Work request
Find the line that contains "Target: green grass lawn"; then retype it and each line after it, exactly, through the final line of the data below.

(Dataset entries)
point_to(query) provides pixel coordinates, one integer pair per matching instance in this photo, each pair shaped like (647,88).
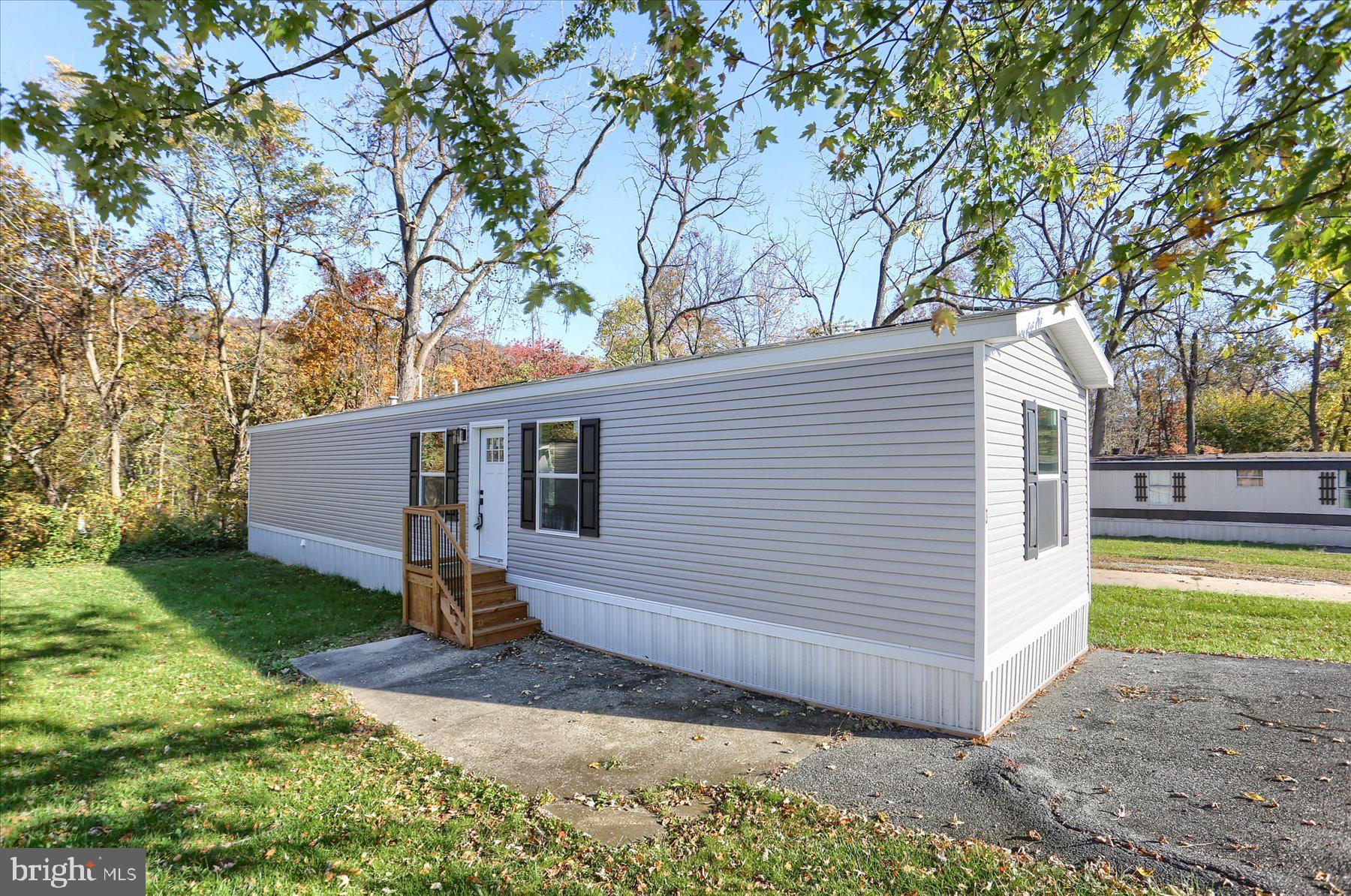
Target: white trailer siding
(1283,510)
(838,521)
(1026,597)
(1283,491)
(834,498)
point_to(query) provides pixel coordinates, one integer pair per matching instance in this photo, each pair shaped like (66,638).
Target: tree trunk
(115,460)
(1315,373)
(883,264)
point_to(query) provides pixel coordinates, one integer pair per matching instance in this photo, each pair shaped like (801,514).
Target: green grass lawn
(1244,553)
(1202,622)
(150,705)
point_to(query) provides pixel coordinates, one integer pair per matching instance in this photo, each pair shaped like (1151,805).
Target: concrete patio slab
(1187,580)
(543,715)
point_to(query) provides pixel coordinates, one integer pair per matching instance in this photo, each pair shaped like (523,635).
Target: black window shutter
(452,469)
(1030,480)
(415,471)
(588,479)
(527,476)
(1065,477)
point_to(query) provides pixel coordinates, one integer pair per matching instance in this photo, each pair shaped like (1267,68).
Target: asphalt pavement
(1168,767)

Output
Target: green grass lawn
(1244,553)
(1202,622)
(150,705)
point_to(query) provides pixel coordinates, one integer pair per matching instance in this photo, each pair shaped like (1151,805).
Target: concrete patio slab
(1187,580)
(543,715)
point_to(query) provides pixel coordinates, one integer pair per matching instance in this photo, each pair shaped like (523,635).
Target: black window shutter
(452,469)
(1030,480)
(415,471)
(588,479)
(527,476)
(1065,477)
point_to(query) provides pixel coordinates, one integer pair per matching instance in this photo, each pair shaped like (1267,68).
Target: asphalt pavement
(1168,767)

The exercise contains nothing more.